### Short problem
Set out each line of the listing below as a row in a Markdown table, using the columns Row and Line. Leave out any blank lines.

### Information given
-------
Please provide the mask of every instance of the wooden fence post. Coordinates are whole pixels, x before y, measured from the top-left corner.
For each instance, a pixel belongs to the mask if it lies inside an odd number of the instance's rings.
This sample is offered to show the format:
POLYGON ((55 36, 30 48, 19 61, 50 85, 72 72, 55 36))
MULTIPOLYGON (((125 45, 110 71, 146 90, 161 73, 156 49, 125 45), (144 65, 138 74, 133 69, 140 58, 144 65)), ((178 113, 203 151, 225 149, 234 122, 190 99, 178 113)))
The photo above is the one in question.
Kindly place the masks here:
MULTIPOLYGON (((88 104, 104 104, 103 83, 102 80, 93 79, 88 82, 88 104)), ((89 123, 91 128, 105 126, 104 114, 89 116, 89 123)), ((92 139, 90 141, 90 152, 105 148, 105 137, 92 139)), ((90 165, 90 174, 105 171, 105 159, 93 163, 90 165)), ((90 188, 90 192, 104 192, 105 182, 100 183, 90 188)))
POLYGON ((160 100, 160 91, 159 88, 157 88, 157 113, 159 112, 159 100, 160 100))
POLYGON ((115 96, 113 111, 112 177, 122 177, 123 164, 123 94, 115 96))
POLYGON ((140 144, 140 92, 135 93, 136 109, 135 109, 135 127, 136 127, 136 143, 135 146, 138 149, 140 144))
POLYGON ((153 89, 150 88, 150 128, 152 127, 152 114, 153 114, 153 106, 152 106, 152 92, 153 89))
-------
### Written answer
| Row | Line |
|---|---|
| 1 | Please provide the mask of every instance of the wooden fence post. Coordinates are whole pixels, x before y, measured from the top-left corner. |
| 2 | For each instance, a pixel belongs to the mask if it lies inside an odd number of the instance's rings. |
| 3 | This sample is offered to show the format: |
| 4 | POLYGON ((55 36, 30 48, 19 61, 50 85, 72 72, 55 36)) |
| 5 | MULTIPOLYGON (((125 45, 110 71, 146 90, 161 73, 156 49, 125 45), (144 65, 138 74, 133 69, 140 58, 144 65)), ((178 113, 203 151, 225 149, 234 122, 190 99, 178 113))) |
| 6 | The photo above is the one in question. |
| 7 | Kindly place the masks here: |
| 8 | MULTIPOLYGON (((88 104, 104 104, 103 83, 102 80, 93 79, 88 82, 88 104)), ((89 123, 91 128, 105 126, 104 114, 89 116, 89 123)), ((92 139, 90 141, 90 152, 105 148, 105 137, 92 139)), ((90 165, 90 174, 105 171, 105 159, 93 163, 90 165)), ((90 188, 90 192, 104 192, 105 182, 100 183, 90 188))) |
| 9 | POLYGON ((160 100, 160 91, 159 88, 157 88, 157 113, 159 112, 159 100, 160 100)) |
| 10 | POLYGON ((115 96, 113 111, 112 177, 122 177, 123 164, 123 94, 115 96)) |
| 11 | POLYGON ((140 144, 140 92, 135 93, 136 109, 135 109, 135 127, 136 127, 136 143, 135 146, 138 149, 140 144)) |
| 12 | POLYGON ((153 89, 150 88, 150 128, 152 127, 152 114, 153 114, 153 106, 152 106, 152 92, 153 89)) |